**About this task**
Return the lines below that contain "painted".

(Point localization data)
========

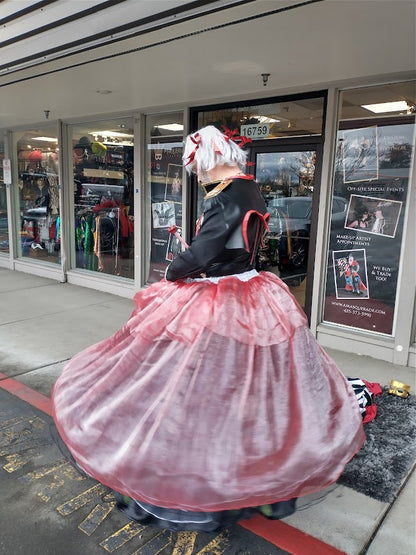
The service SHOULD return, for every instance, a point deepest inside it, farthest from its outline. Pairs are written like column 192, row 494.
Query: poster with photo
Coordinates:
column 163, row 214
column 166, row 201
column 360, row 154
column 173, row 187
column 373, row 215
column 350, row 274
column 373, row 226
column 174, row 245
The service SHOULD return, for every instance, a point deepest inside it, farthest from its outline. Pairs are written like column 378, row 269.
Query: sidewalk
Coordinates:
column 43, row 323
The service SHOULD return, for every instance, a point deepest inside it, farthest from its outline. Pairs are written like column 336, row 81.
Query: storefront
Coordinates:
column 92, row 127
column 73, row 208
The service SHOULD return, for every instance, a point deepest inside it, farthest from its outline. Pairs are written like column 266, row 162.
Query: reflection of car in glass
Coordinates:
column 290, row 223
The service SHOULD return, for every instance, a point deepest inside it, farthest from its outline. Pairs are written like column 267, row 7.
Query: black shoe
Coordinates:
column 279, row 510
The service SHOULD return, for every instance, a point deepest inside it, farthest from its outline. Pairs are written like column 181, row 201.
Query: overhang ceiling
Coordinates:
column 79, row 59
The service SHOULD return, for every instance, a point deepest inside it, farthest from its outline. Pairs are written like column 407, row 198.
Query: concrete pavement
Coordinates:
column 43, row 323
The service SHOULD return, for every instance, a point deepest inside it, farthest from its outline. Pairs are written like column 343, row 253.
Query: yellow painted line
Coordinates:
column 44, row 471
column 48, row 490
column 122, row 536
column 157, row 543
column 95, row 518
column 13, row 422
column 218, row 545
column 80, row 500
column 14, row 462
column 185, row 543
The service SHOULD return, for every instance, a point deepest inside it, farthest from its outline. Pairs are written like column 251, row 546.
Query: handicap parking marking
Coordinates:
column 122, row 536
column 93, row 520
column 26, row 440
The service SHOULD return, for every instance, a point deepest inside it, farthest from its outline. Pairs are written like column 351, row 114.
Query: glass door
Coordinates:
column 288, row 182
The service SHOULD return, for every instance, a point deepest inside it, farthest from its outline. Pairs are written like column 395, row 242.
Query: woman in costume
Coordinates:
column 214, row 400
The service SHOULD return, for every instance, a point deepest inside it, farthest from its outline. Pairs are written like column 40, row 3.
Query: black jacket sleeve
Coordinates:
column 206, row 247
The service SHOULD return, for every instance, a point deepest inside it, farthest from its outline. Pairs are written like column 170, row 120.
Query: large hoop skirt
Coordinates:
column 212, row 396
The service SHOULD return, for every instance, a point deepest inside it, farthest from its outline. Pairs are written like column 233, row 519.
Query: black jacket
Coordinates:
column 218, row 249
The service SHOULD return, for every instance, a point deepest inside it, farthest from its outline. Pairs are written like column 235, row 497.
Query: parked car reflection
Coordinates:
column 287, row 243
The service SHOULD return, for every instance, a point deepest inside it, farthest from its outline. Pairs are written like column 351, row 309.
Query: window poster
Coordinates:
column 166, row 203
column 372, row 176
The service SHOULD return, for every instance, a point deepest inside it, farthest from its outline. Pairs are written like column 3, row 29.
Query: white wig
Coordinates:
column 209, row 148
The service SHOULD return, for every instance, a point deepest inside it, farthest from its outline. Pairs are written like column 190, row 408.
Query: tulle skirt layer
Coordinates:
column 212, row 396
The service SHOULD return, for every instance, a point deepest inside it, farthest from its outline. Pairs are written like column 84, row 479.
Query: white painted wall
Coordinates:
column 327, row 42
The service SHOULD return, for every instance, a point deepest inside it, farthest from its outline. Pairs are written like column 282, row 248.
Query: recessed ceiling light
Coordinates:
column 171, row 127
column 383, row 107
column 266, row 119
column 46, row 139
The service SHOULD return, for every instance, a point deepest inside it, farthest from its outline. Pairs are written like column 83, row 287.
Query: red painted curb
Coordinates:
column 276, row 532
column 288, row 538
column 27, row 394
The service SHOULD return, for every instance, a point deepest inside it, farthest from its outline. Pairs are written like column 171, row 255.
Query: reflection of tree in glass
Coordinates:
column 397, row 156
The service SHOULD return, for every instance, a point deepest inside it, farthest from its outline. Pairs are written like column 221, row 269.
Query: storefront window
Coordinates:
column 375, row 146
column 4, row 230
column 295, row 117
column 103, row 197
column 37, row 194
column 164, row 191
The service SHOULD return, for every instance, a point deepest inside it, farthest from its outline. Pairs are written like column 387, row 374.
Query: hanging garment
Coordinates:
column 214, row 395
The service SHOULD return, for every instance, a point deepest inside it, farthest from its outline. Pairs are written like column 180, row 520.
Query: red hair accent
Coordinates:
column 241, row 140
column 196, row 139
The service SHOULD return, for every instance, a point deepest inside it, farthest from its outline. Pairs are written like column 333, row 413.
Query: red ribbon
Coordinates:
column 196, row 139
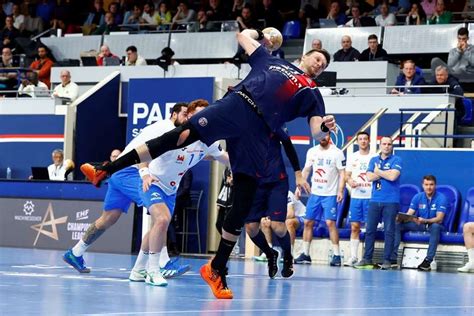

========

**Answer box**
Query: yellow painted line
Query: white painted wall
Query: red painted curb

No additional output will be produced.